Written exercise: Extract every line of the listing below that contains the string "Please", matching case exactly.

◇ ◇ ◇

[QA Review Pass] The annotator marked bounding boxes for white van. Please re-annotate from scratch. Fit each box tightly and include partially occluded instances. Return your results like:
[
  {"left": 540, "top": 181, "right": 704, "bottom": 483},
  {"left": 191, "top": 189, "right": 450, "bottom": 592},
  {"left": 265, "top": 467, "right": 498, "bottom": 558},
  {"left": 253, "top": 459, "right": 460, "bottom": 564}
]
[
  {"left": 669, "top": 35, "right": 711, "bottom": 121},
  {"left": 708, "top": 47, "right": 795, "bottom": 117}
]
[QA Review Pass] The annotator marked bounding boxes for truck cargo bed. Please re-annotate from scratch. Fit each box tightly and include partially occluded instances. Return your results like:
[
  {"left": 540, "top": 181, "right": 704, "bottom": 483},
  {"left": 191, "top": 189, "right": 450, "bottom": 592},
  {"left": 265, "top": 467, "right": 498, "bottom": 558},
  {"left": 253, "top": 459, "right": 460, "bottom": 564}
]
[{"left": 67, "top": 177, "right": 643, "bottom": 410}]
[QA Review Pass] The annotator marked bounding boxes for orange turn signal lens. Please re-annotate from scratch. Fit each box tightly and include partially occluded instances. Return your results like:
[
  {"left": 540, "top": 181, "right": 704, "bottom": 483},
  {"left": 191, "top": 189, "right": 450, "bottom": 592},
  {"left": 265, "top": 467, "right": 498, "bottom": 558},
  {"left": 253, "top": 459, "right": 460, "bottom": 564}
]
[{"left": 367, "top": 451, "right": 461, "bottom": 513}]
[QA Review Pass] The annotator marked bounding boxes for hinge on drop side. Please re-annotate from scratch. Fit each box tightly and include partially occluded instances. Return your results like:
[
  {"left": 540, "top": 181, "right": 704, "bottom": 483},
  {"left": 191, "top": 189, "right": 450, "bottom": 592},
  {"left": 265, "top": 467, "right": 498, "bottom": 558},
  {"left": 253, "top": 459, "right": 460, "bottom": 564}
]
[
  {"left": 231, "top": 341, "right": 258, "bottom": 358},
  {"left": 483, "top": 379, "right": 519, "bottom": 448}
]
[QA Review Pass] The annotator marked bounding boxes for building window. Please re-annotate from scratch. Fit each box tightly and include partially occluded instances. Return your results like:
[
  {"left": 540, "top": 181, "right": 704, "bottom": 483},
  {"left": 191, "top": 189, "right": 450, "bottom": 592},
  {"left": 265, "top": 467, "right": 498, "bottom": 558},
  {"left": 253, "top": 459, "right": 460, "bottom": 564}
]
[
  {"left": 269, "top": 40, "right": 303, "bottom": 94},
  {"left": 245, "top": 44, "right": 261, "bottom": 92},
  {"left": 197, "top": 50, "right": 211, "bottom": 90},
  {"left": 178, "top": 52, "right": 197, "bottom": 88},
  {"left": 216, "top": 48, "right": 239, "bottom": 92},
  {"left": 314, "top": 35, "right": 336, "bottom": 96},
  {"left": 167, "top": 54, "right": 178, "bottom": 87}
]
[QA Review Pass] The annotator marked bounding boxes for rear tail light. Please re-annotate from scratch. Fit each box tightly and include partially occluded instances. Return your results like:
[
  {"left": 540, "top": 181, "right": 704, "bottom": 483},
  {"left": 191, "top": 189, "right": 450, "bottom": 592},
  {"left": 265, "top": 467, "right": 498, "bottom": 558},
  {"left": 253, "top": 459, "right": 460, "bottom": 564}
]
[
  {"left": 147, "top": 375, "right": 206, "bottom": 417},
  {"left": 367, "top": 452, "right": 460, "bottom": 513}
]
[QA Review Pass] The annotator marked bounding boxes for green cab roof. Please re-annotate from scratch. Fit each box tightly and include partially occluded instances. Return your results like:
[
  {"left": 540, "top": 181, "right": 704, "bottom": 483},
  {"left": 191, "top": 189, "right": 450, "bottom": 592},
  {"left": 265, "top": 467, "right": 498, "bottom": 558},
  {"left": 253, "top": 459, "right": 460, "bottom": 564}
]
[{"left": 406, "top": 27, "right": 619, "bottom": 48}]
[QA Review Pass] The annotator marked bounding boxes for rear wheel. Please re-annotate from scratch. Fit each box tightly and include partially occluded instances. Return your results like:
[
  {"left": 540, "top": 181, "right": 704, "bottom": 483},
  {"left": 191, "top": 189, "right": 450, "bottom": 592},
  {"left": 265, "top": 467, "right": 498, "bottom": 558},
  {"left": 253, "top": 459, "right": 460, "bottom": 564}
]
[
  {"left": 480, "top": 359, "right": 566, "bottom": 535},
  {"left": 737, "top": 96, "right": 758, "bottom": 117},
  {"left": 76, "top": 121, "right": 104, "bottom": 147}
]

◇ ◇ ◇

Answer to the task:
[QA Review Pass] The annotator marked bounding boxes for white van. Please re-annotate from scratch. Fit each box tightly and include partially occluded instances. Return your results like:
[QA Review Pass] The annotator marked bounding boxes for truck cargo bed. Please re-annotate from scratch. Fit each box tightly and include partially occluded instances. Return your results like:
[QA Review Pass] The annotator marked bounding boxes for orange turn signal lens. Please re-annotate from scratch. Fit each box tightly and include partially occluded instances. Return your results like:
[QA Review Pass] The annotator marked bounding boxes for hinge on drop side. Please re-annotate from scratch. Fit each box tightly and include partially occluded instances. Return your results like:
[QA Review Pass] The annotator marked bounding boxes for building window. Please re-annotate from scratch. Fit each box tightly and include partially occluded instances. Return your results like:
[QA Review Pass] The annotator marked bounding boxes for rear tail light. Please re-annotate from scratch. Fit each box tightly and include partially occluded instances. Return your results like:
[QA Review Pass] The annotator marked bounding boxes for green cab roof. Please re-annotate from scratch. Fit each box tightly and include partially occluded instances. Return your results like:
[QA Review Pass] The annotator marked bounding boxes for rear wheel. Please re-annotate from scratch. Fit each box tightly and include partially occluded instances. Return your results like:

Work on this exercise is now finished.